A run of records
** begin **
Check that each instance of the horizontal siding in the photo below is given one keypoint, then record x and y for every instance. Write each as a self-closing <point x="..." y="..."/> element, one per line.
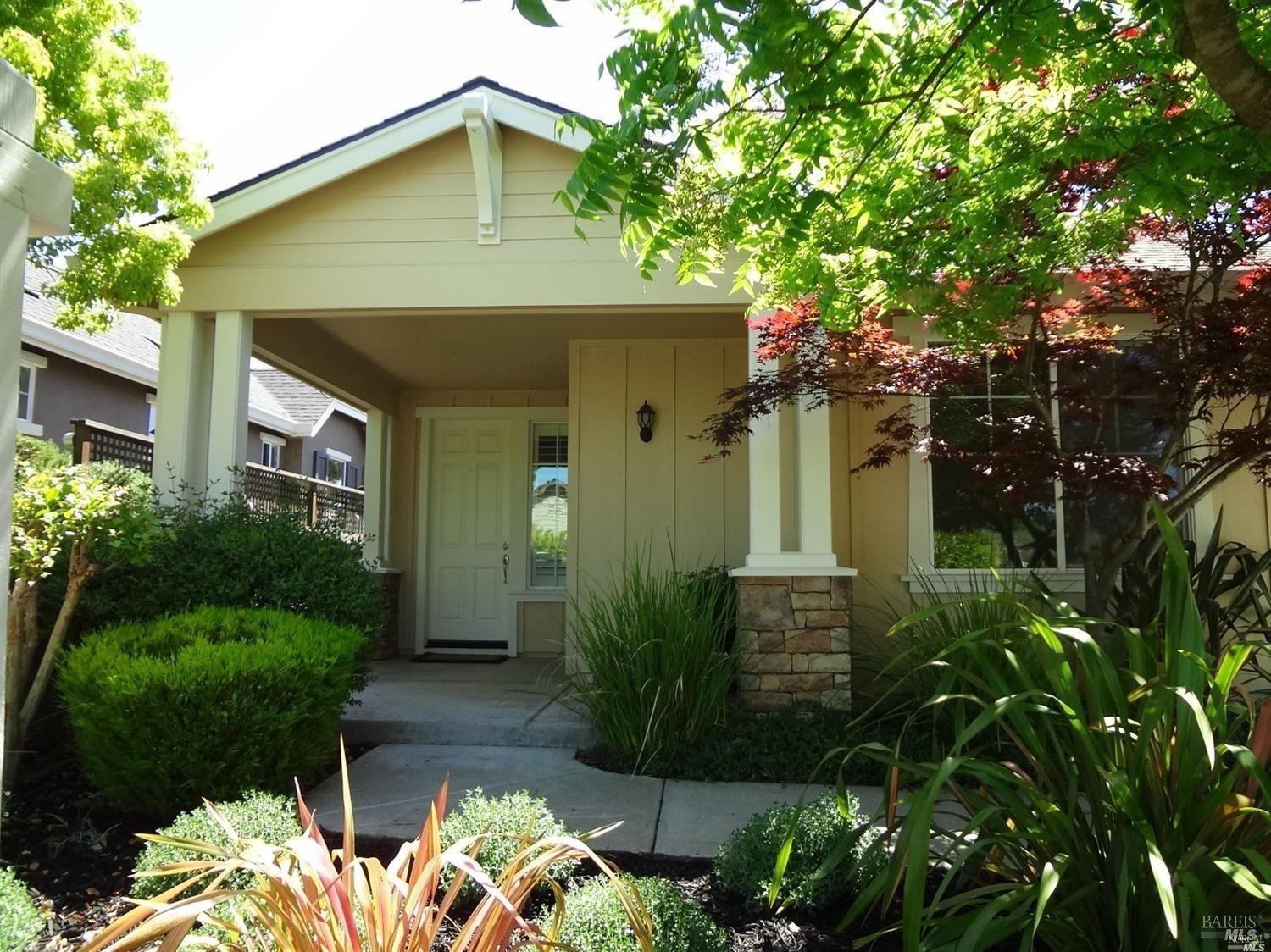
<point x="424" y="198"/>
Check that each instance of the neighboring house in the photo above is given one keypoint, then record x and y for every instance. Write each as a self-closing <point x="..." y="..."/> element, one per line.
<point x="111" y="376"/>
<point x="425" y="269"/>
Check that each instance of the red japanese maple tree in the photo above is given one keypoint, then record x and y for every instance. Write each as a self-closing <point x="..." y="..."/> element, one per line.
<point x="1141" y="385"/>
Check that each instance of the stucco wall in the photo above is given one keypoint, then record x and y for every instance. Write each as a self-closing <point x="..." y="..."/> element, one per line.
<point x="66" y="390"/>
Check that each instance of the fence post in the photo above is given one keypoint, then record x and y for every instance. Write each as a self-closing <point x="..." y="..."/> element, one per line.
<point x="81" y="444"/>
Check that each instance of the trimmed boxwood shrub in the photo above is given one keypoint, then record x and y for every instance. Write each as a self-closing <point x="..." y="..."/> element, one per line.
<point x="595" y="922"/>
<point x="20" y="923"/>
<point x="745" y="862"/>
<point x="257" y="816"/>
<point x="511" y="816"/>
<point x="208" y="703"/>
<point x="231" y="555"/>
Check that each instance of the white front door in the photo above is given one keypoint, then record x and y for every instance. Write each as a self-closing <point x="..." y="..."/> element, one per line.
<point x="469" y="535"/>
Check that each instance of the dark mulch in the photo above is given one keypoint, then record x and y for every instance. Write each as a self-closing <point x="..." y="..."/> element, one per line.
<point x="76" y="853"/>
<point x="73" y="850"/>
<point x="749" y="929"/>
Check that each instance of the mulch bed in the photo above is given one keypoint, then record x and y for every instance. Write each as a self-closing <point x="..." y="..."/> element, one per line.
<point x="76" y="853"/>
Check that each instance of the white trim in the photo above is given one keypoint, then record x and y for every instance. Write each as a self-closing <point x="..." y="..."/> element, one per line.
<point x="336" y="407"/>
<point x="384" y="144"/>
<point x="487" y="150"/>
<point x="519" y="529"/>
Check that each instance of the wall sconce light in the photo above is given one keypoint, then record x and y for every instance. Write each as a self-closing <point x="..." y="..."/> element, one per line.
<point x="645" y="417"/>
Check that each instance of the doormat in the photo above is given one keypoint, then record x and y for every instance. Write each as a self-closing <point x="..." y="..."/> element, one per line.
<point x="442" y="659"/>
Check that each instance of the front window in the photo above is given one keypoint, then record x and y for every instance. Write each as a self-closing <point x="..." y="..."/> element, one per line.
<point x="975" y="523"/>
<point x="549" y="505"/>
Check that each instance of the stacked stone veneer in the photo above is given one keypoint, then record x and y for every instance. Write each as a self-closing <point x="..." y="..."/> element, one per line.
<point x="796" y="641"/>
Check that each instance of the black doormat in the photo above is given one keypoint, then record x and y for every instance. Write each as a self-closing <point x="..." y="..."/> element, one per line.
<point x="444" y="659"/>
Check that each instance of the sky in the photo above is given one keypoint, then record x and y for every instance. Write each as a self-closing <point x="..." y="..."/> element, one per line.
<point x="259" y="81"/>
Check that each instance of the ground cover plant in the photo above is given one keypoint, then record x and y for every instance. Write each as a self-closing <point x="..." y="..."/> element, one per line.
<point x="308" y="896"/>
<point x="656" y="661"/>
<point x="1133" y="802"/>
<point x="256" y="815"/>
<point x="20" y="923"/>
<point x="595" y="919"/>
<point x="745" y="862"/>
<point x="506" y="822"/>
<point x="208" y="703"/>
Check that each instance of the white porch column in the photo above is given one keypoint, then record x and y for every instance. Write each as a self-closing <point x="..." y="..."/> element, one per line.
<point x="764" y="450"/>
<point x="375" y="504"/>
<point x="35" y="201"/>
<point x="182" y="406"/>
<point x="231" y="368"/>
<point x="791" y="501"/>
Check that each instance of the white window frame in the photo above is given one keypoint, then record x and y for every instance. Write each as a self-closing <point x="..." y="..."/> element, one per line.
<point x="275" y="445"/>
<point x="529" y="512"/>
<point x="343" y="459"/>
<point x="32" y="363"/>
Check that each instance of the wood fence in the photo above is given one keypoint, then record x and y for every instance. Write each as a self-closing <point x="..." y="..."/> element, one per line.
<point x="314" y="501"/>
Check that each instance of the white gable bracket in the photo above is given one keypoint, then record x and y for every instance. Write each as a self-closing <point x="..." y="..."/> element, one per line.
<point x="487" y="149"/>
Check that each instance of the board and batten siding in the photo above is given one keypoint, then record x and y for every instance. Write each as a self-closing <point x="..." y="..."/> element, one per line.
<point x="632" y="496"/>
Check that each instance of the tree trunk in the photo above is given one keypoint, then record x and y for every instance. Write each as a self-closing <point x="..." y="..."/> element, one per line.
<point x="76" y="578"/>
<point x="1209" y="35"/>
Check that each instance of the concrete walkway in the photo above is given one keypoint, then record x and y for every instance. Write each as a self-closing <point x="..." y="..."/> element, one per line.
<point x="393" y="784"/>
<point x="513" y="703"/>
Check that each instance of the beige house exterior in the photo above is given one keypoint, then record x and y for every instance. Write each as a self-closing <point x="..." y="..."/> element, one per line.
<point x="425" y="271"/>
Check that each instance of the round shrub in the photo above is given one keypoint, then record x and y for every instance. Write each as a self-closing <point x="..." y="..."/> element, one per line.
<point x="595" y="922"/>
<point x="20" y="923"/>
<point x="745" y="862"/>
<point x="256" y="816"/>
<point x="233" y="555"/>
<point x="511" y="819"/>
<point x="208" y="703"/>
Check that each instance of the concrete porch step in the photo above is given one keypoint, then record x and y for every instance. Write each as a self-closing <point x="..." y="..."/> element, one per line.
<point x="513" y="705"/>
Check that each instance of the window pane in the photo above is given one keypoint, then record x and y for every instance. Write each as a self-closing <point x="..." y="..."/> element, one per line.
<point x="975" y="528"/>
<point x="25" y="375"/>
<point x="549" y="505"/>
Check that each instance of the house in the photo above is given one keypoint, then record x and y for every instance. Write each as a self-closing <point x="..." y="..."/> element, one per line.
<point x="111" y="378"/>
<point x="425" y="271"/>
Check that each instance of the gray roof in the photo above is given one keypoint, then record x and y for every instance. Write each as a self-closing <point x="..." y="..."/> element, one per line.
<point x="135" y="337"/>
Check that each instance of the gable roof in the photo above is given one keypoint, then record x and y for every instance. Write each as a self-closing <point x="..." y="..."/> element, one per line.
<point x="386" y="139"/>
<point x="129" y="347"/>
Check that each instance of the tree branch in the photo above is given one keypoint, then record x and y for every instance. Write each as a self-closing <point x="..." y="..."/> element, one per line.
<point x="1207" y="33"/>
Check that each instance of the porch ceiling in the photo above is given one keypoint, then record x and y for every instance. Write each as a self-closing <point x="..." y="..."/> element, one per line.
<point x="505" y="351"/>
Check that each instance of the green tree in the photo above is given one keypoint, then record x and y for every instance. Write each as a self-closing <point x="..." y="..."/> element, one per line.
<point x="877" y="155"/>
<point x="103" y="515"/>
<point x="102" y="114"/>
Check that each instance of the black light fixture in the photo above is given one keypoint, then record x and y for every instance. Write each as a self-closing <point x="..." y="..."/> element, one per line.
<point x="645" y="417"/>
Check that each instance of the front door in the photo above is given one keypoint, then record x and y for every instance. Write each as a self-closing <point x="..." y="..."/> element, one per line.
<point x="469" y="535"/>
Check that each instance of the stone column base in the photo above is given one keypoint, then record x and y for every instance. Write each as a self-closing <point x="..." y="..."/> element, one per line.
<point x="795" y="639"/>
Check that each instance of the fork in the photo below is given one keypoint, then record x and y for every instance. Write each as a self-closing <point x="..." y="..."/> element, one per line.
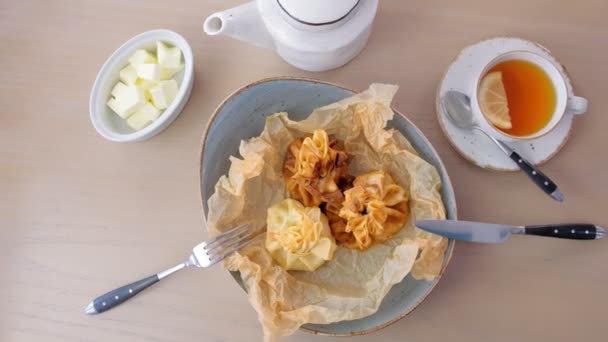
<point x="205" y="254"/>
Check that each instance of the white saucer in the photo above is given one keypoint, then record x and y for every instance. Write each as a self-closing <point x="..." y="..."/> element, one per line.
<point x="473" y="145"/>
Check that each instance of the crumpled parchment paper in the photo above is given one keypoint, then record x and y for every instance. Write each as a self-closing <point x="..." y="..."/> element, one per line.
<point x="353" y="284"/>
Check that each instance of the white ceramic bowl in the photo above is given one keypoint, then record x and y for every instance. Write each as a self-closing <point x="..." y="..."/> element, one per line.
<point x="113" y="127"/>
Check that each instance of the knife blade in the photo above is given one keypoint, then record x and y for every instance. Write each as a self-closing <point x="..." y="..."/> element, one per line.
<point x="497" y="233"/>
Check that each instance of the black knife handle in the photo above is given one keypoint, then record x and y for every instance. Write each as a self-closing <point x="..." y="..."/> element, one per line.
<point x="539" y="178"/>
<point x="567" y="231"/>
<point x="118" y="296"/>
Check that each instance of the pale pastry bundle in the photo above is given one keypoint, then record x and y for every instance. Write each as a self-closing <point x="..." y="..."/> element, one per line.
<point x="370" y="209"/>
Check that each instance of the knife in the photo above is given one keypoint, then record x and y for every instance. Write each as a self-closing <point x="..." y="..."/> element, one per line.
<point x="496" y="233"/>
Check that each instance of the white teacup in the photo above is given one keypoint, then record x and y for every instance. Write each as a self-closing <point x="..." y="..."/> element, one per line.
<point x="565" y="104"/>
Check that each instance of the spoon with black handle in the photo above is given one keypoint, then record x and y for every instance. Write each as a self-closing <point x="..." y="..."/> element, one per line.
<point x="458" y="107"/>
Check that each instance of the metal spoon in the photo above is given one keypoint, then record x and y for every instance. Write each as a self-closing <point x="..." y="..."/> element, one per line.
<point x="458" y="107"/>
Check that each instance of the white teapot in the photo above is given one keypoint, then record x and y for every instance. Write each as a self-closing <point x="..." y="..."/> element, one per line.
<point x="313" y="35"/>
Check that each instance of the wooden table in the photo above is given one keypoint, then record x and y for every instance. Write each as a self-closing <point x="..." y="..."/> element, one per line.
<point x="81" y="215"/>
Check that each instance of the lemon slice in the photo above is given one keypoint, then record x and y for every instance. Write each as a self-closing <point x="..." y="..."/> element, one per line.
<point x="493" y="100"/>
** end **
- TASK INSTRUCTIONS
Emit verbatim the lines running from the one with "Check that each instance of the white teacup" through the last line of the data, both endpoints inclusive.

- RESULT OF THIS TASK
Check that each instance of the white teacup in the photo above is given one keypoint, then record x and y for every instance. Write each as a self-closing <point x="..." y="..."/> element, one per line.
<point x="565" y="104"/>
Check that each instance of the spoon with black handle in the photo above is given one keypoint, then record x and y for every instance. Write each as a self-closing <point x="..." y="..."/> element, one per line.
<point x="458" y="107"/>
Check that each instance of the metal spoon in the photo above is given one keypoint, then record x and y for every instance. Write each as a self-closing <point x="..." y="..."/> element, one per line.
<point x="458" y="107"/>
Check that each instance of the white teapot in the photo above is given one keypoint, then record x and y for every instance. Write each as a self-closing <point x="..." y="..."/> element, one per line.
<point x="313" y="35"/>
Check that each instance of the wooden table in the photo above is given one keypoint, then record x and y for every instance. Write each as a self-closing <point x="..." y="..."/> element, one per line.
<point x="81" y="215"/>
Check that each instance of the lemon slice in the photo above is given one keypoint, then record x and y for every instance. Write each as a self-closing <point x="..." y="..."/> element, one per line.
<point x="493" y="100"/>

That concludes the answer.